Data shown ▸
# # # # #

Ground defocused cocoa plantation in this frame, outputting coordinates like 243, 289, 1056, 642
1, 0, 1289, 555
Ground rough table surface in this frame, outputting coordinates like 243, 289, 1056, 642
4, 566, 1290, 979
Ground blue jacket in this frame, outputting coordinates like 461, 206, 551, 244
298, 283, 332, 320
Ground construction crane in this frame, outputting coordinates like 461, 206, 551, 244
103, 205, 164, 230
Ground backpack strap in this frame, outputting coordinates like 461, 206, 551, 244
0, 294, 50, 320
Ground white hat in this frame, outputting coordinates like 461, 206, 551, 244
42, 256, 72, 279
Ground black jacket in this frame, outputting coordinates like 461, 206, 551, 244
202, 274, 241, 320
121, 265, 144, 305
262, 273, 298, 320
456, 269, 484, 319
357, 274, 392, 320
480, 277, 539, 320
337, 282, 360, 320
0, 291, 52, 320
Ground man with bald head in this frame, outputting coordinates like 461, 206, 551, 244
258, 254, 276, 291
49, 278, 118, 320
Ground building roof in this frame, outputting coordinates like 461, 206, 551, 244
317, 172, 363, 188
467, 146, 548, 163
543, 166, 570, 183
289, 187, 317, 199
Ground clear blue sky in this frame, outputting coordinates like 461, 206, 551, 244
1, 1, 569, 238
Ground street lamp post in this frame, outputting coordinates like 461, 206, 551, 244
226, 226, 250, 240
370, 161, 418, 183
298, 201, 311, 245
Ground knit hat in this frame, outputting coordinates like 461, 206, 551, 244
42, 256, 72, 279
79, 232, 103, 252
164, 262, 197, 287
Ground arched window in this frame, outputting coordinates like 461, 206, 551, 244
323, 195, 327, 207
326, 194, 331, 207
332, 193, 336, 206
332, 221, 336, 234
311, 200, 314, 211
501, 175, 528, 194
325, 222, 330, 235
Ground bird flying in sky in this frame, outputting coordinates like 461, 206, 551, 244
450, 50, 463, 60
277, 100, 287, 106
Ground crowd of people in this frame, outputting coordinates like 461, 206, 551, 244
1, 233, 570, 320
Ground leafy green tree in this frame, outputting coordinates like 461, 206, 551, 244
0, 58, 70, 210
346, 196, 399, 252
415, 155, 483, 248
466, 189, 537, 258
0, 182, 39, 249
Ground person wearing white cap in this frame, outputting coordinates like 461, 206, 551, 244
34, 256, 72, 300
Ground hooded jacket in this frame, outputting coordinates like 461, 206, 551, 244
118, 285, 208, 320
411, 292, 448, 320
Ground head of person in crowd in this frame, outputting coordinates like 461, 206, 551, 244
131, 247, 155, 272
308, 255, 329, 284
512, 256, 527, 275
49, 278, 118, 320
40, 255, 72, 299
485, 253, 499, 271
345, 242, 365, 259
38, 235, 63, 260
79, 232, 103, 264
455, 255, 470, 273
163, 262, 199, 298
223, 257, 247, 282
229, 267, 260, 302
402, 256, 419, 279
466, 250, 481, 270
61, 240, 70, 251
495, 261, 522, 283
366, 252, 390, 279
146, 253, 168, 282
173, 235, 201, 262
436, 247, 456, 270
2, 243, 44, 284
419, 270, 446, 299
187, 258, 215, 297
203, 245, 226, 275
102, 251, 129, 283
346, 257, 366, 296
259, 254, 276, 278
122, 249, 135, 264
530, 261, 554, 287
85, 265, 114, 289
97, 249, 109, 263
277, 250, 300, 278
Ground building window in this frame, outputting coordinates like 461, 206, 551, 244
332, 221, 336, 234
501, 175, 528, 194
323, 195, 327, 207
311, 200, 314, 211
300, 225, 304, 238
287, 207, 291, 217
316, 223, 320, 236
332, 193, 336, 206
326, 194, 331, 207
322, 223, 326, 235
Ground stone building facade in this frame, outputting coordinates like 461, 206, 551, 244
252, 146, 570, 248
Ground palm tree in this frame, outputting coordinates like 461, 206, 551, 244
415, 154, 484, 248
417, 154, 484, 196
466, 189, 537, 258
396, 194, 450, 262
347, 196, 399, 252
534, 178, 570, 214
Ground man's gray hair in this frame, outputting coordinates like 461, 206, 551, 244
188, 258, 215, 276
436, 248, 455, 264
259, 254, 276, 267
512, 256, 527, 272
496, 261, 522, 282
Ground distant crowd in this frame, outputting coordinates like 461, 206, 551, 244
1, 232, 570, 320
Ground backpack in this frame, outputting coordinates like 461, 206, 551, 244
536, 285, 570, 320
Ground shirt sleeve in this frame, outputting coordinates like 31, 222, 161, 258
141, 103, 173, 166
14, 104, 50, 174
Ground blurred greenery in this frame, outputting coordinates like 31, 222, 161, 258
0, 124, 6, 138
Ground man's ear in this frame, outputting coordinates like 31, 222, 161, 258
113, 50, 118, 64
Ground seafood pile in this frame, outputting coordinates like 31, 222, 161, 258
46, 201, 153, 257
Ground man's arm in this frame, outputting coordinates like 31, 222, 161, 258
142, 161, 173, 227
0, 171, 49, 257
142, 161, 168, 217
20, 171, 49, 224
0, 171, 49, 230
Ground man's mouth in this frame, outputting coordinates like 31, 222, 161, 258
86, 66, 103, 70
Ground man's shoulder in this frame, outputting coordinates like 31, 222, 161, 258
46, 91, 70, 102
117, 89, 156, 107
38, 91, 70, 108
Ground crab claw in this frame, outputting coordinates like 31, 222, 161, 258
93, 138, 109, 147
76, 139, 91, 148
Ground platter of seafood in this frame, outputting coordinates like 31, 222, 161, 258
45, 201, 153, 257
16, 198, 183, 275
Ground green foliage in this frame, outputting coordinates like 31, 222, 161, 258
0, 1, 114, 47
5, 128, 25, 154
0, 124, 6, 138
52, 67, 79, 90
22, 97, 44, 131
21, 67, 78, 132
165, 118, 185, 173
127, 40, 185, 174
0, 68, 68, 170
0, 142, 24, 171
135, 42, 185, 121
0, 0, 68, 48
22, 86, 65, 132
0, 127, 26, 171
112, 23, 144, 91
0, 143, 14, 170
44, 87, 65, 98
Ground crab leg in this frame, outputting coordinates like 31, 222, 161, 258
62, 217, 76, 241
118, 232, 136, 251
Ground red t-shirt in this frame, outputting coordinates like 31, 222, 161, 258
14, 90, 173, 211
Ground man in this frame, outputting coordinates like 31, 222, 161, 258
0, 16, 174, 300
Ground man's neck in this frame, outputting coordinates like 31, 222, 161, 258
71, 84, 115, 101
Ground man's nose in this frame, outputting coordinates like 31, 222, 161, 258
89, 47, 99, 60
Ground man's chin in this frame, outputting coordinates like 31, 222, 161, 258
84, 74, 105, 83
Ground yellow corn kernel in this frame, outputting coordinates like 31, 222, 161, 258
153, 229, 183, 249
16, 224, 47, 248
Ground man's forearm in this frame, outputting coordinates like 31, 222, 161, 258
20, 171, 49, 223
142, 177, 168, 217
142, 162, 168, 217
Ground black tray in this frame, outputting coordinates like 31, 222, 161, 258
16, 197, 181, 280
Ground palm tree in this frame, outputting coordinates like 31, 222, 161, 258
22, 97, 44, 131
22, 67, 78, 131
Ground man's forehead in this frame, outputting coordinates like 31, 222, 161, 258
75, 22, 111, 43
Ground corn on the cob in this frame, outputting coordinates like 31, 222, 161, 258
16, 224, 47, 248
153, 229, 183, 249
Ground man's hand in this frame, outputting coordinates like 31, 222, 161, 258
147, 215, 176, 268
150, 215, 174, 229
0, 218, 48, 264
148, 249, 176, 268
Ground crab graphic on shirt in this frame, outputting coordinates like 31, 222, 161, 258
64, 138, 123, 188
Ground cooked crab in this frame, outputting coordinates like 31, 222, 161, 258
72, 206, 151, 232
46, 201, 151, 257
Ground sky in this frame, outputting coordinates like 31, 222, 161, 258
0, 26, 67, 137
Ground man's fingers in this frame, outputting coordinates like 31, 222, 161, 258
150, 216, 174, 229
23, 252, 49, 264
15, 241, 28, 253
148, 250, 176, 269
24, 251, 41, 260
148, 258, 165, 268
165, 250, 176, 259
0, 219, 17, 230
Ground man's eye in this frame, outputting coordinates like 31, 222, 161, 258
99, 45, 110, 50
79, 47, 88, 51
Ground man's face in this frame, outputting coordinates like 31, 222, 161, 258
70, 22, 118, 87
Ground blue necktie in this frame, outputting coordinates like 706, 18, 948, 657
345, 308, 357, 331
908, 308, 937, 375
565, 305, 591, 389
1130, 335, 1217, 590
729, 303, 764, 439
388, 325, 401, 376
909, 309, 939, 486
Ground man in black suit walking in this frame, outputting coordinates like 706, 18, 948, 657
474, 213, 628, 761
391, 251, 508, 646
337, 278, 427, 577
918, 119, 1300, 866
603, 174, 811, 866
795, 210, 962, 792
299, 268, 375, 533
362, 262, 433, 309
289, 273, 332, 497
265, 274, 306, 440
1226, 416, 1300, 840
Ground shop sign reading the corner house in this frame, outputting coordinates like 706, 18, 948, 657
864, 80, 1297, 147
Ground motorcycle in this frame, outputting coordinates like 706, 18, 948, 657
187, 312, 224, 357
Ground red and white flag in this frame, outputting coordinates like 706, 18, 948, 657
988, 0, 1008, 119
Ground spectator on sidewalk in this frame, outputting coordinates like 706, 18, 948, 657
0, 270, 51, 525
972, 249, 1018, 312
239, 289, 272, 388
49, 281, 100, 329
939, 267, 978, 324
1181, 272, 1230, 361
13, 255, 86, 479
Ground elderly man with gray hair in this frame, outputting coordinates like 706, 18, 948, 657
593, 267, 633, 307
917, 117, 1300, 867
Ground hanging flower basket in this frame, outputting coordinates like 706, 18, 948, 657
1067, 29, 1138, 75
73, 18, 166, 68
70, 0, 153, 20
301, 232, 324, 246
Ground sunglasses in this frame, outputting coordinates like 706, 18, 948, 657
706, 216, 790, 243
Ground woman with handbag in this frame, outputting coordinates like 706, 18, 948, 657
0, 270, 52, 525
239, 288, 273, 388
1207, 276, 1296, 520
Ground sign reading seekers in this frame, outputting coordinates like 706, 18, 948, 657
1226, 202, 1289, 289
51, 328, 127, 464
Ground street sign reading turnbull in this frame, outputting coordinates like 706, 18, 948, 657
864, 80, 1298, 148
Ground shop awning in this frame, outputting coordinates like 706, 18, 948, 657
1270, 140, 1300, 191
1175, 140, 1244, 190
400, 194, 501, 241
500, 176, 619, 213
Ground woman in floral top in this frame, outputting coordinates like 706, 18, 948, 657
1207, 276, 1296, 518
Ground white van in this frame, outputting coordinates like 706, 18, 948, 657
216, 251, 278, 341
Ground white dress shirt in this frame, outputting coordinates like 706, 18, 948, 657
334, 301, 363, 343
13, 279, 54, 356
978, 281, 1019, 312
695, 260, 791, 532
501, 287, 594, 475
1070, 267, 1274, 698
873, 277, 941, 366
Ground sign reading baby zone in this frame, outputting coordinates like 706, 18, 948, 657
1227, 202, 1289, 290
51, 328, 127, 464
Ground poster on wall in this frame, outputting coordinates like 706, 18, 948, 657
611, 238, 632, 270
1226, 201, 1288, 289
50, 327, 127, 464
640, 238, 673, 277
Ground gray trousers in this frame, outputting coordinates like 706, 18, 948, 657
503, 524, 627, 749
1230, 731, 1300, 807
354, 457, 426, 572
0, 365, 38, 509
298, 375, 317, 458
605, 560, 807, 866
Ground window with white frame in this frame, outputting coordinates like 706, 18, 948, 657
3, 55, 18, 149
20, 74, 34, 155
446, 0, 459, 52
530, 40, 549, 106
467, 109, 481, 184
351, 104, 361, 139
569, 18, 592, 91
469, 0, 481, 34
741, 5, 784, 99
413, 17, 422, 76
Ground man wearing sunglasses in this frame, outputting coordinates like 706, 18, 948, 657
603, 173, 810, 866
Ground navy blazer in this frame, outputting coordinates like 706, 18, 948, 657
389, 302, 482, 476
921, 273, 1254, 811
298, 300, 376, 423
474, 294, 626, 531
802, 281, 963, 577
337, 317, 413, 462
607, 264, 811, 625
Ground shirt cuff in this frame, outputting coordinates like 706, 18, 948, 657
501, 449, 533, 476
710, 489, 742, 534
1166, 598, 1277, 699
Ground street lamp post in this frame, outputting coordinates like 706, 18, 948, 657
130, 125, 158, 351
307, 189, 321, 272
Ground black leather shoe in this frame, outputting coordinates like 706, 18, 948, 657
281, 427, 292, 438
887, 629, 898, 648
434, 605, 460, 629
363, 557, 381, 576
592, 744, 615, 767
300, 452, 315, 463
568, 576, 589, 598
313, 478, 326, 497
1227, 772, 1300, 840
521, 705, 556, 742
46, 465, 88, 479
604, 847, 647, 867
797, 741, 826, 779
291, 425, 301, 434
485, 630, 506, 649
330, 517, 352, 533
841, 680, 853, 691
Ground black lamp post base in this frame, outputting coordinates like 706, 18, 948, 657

# # # # #

Description of the task ▸ Please repeat, exactly and only, the lines from the one containing "Ground black leather" through the last line of the records, both included.

Response for this exercise ▸
Ground black leather shoe in this frame, outputting coordinates like 706, 18, 948, 657
281, 427, 292, 438
887, 629, 898, 648
434, 605, 460, 629
363, 557, 381, 576
592, 744, 615, 767
300, 452, 315, 463
568, 576, 589, 598
313, 478, 326, 497
1227, 772, 1300, 840
521, 705, 556, 742
46, 465, 88, 479
604, 847, 647, 867
797, 741, 826, 779
291, 425, 301, 434
485, 630, 506, 649
330, 517, 352, 533
841, 680, 853, 691
Ground black lamp post base in this frame, outputting coordinates like 706, 18, 948, 657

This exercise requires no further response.